** BEGIN Supplied data **
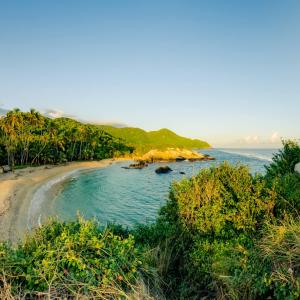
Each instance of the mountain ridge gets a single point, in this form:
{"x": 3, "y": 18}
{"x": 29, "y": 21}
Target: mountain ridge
{"x": 144, "y": 141}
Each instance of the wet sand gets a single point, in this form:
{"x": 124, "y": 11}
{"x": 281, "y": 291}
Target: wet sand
{"x": 17, "y": 190}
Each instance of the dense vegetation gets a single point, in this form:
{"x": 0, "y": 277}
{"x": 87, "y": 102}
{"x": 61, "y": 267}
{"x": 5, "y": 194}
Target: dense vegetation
{"x": 30, "y": 138}
{"x": 144, "y": 141}
{"x": 226, "y": 234}
{"x": 223, "y": 234}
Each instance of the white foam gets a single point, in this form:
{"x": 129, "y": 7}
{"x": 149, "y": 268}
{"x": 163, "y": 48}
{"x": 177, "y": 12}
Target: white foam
{"x": 34, "y": 211}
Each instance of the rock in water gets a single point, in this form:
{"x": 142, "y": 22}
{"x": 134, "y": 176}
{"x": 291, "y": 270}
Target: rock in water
{"x": 163, "y": 170}
{"x": 180, "y": 158}
{"x": 139, "y": 165}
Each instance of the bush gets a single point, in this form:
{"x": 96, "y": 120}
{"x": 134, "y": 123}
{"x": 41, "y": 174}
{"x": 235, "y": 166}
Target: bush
{"x": 281, "y": 175}
{"x": 285, "y": 160}
{"x": 68, "y": 259}
{"x": 207, "y": 229}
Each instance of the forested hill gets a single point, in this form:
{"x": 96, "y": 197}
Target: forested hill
{"x": 30, "y": 138}
{"x": 144, "y": 141}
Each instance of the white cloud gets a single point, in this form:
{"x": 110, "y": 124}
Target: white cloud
{"x": 275, "y": 138}
{"x": 251, "y": 139}
{"x": 56, "y": 113}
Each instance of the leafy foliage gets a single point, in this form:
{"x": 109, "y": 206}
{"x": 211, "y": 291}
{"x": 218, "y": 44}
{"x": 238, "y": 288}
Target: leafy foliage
{"x": 162, "y": 139}
{"x": 74, "y": 258}
{"x": 30, "y": 138}
{"x": 223, "y": 234}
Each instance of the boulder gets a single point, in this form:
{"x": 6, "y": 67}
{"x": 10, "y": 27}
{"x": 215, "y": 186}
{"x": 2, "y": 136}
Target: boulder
{"x": 139, "y": 165}
{"x": 163, "y": 170}
{"x": 180, "y": 158}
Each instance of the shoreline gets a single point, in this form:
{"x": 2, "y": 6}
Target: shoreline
{"x": 17, "y": 191}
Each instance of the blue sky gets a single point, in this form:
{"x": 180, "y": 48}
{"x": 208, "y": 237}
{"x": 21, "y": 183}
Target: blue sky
{"x": 224, "y": 71}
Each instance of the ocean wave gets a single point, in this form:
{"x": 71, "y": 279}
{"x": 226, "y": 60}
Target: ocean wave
{"x": 249, "y": 154}
{"x": 35, "y": 209}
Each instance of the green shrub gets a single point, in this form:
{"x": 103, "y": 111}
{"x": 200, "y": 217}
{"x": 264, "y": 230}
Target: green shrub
{"x": 272, "y": 266}
{"x": 70, "y": 259}
{"x": 285, "y": 160}
{"x": 281, "y": 175}
{"x": 222, "y": 201}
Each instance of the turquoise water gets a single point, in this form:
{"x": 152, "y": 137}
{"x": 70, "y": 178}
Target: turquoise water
{"x": 114, "y": 194}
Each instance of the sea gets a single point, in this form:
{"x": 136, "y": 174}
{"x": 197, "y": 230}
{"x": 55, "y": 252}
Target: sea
{"x": 128, "y": 196}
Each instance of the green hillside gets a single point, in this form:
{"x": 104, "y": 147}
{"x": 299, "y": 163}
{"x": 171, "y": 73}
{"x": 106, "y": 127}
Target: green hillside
{"x": 144, "y": 141}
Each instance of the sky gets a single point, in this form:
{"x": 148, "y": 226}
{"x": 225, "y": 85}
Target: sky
{"x": 227, "y": 71}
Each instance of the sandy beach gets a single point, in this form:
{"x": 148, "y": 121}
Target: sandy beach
{"x": 18, "y": 188}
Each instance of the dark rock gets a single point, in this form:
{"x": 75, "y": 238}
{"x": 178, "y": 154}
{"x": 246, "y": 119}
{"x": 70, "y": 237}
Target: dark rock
{"x": 163, "y": 170}
{"x": 196, "y": 159}
{"x": 6, "y": 169}
{"x": 180, "y": 158}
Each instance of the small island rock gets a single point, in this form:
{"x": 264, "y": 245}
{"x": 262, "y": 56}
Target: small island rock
{"x": 163, "y": 170}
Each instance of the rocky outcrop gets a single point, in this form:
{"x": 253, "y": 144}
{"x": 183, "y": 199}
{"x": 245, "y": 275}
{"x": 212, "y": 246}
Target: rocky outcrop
{"x": 6, "y": 169}
{"x": 139, "y": 165}
{"x": 172, "y": 154}
{"x": 163, "y": 170}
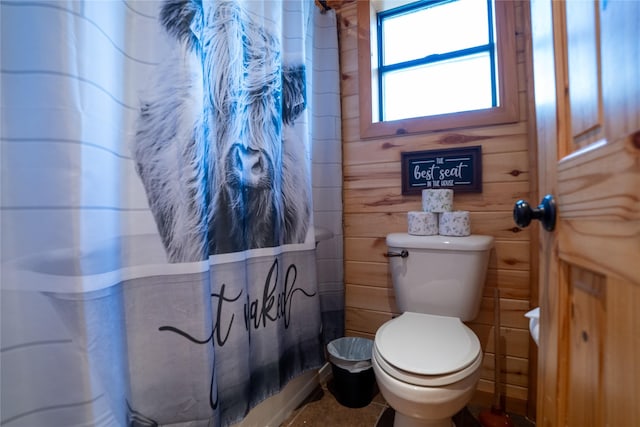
** END Supplied data **
> _What you have to do_
How many lines of the records above contain the string "wave"? Reply with the number alone.

> _Answer below_
2